## Written request
Update the listing by replacing every "in this form" with "in this format", keeping everything else the same.

## Point labeling listing
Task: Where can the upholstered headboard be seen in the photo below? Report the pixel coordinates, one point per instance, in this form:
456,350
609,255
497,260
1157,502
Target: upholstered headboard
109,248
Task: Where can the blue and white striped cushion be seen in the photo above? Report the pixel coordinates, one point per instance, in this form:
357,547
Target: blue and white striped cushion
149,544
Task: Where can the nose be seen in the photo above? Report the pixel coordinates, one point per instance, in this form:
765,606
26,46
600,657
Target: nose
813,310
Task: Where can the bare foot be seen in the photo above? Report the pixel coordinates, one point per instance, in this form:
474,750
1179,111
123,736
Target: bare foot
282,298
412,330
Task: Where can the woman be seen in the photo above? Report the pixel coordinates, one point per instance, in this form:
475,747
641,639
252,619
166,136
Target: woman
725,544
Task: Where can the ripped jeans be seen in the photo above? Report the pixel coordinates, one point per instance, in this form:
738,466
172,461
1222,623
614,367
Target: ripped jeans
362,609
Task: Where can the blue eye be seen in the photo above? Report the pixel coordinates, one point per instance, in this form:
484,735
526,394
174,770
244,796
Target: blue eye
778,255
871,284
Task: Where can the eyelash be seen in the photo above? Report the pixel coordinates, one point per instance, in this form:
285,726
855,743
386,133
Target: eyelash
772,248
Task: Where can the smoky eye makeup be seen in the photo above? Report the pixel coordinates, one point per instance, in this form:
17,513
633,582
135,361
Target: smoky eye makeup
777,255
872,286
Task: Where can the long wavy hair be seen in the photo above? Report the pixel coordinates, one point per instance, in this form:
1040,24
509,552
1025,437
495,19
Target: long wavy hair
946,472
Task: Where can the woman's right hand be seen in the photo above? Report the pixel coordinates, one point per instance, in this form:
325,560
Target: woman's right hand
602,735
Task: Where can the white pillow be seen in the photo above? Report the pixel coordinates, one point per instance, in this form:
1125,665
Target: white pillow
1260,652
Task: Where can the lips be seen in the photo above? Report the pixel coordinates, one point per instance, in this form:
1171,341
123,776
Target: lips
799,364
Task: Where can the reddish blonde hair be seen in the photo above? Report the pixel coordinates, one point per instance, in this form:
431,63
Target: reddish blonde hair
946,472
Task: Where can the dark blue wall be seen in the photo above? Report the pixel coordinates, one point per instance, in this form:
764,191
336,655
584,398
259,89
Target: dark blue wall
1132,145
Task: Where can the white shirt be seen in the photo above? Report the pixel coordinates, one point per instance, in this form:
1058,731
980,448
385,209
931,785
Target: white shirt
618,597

## Complete answer
Task: Where can the upholstered headboard be seen in the photo below? Report the pixel coordinates, one point per instance, in this format:
456,350
609,255
497,260
1157,502
Target: upholstered headboard
109,248
Task: Where can the blue and white striped cushion be seen in the photo above? Report the pixel coordinates, one point per instance, in this format:
357,547
Target: blue and white striped cushion
149,544
Task: Where can the nose be seen in the photo above? Report the pixel coordinates, one point per instance, in this format:
765,606
26,46
600,657
Target: nose
813,310
Task: Where can the bare foot be seen in the photo above? Report the pixel coordinates, one point per instance, in this format:
474,750
1179,111
123,736
Target: bare foot
282,298
412,330
Task: Where can the woman be seen in the photo above? Report the pixel coordinates, one point per instance, in this format:
475,747
641,639
252,619
166,136
Target: woman
725,544
Task: Where can the ripped jeans be seen in the photo above? Report the pixel coordinates, one point per instance, in this format:
738,466
172,461
1222,623
614,367
Target: ripped jeans
362,609
Task: Where can the blue eye be seen in the photo above? Report the pixel coordinates, one point per instance, in this format:
484,735
526,394
174,770
244,796
Target: blue eye
778,255
871,284
Task: Where can the eyelash be seen in the photo above? Report the pixel coordinates, one point per instance, in this format:
285,726
855,743
386,133
Target: eyelash
772,248
Task: Where can the smoky eye makeup be seen in the photo above? Report the pixel coordinates, one point per instance, in this format:
17,513
633,582
135,361
Target: smoky eye makeup
777,255
872,286
Task: Where can the long wavy hair be seen in the photo above? Report the pixel coordinates, one point per instance, in this format:
1040,24
509,552
1025,437
495,19
Target: long wavy hair
946,472
Task: Where can the woman's right hand be seen in the photo above? Report the pixel coordinates, one point per instance, in this format:
325,560
Target: woman's right hand
602,735
Task: Where can the white pillow be seen in the photo above? Report the pixel coordinates, one point per instance, in this format:
1125,665
Target: white pillow
1260,652
Task: Where can the lips be seen in the photo above? Report the pixel coordinates, one point per instance, in this format:
1171,341
123,776
Target: lips
799,364
Task: Where can the reddish blonde hair be seen in the photo above? Report the pixel coordinates, one point per instance, in this format:
431,63
Target: reddish blonde hair
946,472
Task: Where can the dark blue wall be seen in the photo above? Report the pixel coordinates, one point per instance, in this format:
764,191
336,655
584,398
259,89
Target: dark blue wall
1132,145
Task: Where can the white shirt be seen in the photo above? Report the pixel coordinates, one point per instance, in this format:
1058,731
980,448
385,209
931,785
Target: white shirt
618,597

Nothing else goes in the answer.